DESCRIPTION OF THE TASK: Count the lines of the material below that contain the word "instance". Give only that number.

THE RECORDS:
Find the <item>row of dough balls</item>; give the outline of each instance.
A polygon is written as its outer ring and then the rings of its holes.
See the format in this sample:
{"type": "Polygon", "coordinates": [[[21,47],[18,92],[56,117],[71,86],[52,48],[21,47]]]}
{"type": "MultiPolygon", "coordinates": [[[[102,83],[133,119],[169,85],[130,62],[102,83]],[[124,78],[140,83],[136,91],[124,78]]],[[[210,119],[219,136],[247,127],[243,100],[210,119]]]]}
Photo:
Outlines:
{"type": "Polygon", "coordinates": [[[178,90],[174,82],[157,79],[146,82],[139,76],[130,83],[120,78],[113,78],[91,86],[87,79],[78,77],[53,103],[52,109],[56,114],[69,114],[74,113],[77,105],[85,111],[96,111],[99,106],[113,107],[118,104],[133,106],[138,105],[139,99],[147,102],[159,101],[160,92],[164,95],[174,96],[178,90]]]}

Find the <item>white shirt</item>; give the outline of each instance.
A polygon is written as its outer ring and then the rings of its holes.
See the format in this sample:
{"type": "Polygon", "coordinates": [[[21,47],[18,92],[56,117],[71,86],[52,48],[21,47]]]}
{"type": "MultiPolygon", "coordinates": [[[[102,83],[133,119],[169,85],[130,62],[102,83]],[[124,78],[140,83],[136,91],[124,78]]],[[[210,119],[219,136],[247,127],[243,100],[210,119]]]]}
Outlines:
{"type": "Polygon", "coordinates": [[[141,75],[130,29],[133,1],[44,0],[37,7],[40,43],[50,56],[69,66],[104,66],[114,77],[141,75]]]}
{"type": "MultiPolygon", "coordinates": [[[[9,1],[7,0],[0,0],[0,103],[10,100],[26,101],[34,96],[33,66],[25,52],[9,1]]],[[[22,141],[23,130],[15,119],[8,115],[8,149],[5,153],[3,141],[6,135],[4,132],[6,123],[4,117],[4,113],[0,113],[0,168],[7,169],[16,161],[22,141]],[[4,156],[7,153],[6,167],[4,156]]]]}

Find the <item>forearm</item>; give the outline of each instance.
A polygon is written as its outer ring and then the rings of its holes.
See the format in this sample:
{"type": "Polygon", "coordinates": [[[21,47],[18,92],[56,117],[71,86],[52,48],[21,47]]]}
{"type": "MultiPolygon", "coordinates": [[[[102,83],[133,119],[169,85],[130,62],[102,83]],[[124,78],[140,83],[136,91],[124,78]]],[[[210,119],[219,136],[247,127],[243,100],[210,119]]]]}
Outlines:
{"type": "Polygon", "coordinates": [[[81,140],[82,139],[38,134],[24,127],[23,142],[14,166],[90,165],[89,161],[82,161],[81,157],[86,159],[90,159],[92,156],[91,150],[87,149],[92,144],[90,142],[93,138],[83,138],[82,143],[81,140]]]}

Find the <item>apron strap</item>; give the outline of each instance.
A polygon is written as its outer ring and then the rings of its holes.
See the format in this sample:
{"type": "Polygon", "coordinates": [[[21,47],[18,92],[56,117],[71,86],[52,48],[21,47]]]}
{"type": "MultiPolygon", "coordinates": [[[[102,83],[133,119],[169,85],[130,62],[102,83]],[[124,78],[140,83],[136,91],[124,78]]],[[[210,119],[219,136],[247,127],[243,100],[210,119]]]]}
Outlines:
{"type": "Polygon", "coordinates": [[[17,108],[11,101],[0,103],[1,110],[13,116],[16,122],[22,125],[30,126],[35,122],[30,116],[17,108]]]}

...

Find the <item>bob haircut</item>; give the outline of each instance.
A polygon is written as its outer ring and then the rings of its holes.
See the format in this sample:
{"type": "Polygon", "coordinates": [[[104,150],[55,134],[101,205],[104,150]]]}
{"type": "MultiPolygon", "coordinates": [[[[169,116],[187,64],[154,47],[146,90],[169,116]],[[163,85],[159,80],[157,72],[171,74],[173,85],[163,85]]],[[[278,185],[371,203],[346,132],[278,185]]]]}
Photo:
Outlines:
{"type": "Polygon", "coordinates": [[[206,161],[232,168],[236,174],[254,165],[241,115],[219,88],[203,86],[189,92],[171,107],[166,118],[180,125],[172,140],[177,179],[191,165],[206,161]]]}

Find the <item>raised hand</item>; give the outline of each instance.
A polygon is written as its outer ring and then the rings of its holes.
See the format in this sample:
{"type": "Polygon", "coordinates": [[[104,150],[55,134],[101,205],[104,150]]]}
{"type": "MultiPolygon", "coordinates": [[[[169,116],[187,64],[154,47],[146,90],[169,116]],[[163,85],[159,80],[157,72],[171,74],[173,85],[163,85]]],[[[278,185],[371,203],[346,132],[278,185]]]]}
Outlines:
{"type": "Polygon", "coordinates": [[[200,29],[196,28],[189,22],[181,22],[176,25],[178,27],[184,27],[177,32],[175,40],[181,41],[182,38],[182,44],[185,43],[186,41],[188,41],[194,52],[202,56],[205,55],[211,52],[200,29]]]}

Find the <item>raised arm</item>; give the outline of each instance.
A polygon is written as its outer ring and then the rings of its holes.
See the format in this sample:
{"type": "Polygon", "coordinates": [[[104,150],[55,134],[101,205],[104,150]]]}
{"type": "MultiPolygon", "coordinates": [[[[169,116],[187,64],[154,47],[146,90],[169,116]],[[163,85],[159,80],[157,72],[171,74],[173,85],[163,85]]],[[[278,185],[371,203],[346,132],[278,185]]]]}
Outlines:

CORRECT RESPONSE: 7